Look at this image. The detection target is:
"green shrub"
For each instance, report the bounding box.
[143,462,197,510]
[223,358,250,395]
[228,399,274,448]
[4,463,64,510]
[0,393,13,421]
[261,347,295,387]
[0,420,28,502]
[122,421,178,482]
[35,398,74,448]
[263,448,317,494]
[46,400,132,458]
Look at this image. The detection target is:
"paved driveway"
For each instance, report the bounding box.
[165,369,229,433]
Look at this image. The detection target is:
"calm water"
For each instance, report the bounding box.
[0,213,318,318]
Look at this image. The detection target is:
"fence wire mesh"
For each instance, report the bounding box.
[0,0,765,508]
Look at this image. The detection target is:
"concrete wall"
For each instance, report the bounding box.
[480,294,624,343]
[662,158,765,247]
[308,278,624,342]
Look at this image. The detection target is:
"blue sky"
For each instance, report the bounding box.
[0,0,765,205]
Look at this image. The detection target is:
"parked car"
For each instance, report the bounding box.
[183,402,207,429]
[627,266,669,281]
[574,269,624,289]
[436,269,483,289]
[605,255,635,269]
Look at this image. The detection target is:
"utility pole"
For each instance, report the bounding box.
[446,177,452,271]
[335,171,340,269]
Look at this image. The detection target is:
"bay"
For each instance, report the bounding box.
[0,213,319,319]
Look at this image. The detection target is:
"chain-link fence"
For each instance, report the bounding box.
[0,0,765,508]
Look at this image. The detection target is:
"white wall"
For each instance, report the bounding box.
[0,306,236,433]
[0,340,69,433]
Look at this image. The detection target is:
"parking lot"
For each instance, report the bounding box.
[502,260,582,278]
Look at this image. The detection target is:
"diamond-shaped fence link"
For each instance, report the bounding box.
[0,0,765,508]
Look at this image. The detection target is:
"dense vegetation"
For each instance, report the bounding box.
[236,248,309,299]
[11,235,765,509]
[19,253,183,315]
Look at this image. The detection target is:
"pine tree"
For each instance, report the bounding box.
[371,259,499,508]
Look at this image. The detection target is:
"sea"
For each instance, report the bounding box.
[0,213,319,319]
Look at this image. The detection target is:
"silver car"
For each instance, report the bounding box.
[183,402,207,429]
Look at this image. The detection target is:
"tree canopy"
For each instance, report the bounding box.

===

**Direction**
Count how many of the lines above contain the string "fence", with case counting, and give only the number.

**Completed task**
3